- **Consigne**:
Répondez à ces questions sur l'article consacré à Anna Sémou Faye :
(a) Quelle fonction occupait-elle avant d'être nommée Dgpn ?
(b) À qui succède-t-elle à ce poste ?
(c) De quelle date est le communiqué du conseil des ministres annonçant sa nomination ?

- **Page**:
____

Rédigé par Dakarposte le Vendredi 5 Avril 2019 à 07:19

«Margaret Thatcher», «Badiène»… Les sobriquets contrastent pour d’écrire la première femme Directeur général de police nationale (Dgpn), le commissaire divisionnaire de classe exceptionnelle, Anna Sémou Faye. Rigoureuse et ferme dans le management des hommes et des femmes, cette mère de famille et fervente chrétienne n’en demeure pas moins tendre et attentionnée. 

«Madame Anna Sémou Faye, commissaire divisionnaire de classe exceptionnelle, précédemment coordonnatrice du Comité interministériel de lutte contre la drogue, est nommée Directeur général de la police nationale (Dgpn), en remplacement de Monsieur Abdoulaye Niang, commissaire de police divisionnaire de classe exceptionnelle, appelé à d’autres fonctions.»

Le communiqué du conseil des ministres du 25 juillet 2013, rendant public sa nomination est venue comme une vague, balayer tout sur son passage. C’est la fin de plusieurs décennies de monopole des hommes (la première femme Dgpn) pour un poste prestigieux et hautement stratégique.

____

- **Données fournies**:
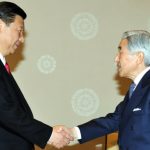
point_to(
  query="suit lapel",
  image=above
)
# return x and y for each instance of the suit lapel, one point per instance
(138, 94)
(13, 89)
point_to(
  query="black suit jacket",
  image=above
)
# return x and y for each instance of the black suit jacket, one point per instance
(131, 118)
(18, 128)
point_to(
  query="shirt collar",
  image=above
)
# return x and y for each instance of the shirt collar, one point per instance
(139, 77)
(2, 58)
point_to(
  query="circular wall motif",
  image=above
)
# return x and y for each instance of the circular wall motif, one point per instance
(46, 64)
(84, 26)
(85, 102)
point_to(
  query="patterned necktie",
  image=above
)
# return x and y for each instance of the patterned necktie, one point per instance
(7, 68)
(131, 89)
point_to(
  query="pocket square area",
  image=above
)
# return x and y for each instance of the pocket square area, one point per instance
(136, 109)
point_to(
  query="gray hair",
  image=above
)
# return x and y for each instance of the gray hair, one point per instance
(139, 41)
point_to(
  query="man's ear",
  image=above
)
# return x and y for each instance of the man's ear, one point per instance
(140, 57)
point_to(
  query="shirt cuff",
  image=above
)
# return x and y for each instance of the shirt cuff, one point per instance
(77, 133)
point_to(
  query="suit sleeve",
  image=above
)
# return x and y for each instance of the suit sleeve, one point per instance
(100, 126)
(15, 119)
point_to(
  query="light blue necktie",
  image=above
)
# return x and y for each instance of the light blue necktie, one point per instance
(131, 89)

____

- **Corrigé**:
(a) Coordonnatrice du Comité interministériel de lutte contre la drogue.
(b) À Monsieur Abdoulaye Niang.
(c) Du 25 juillet 2013.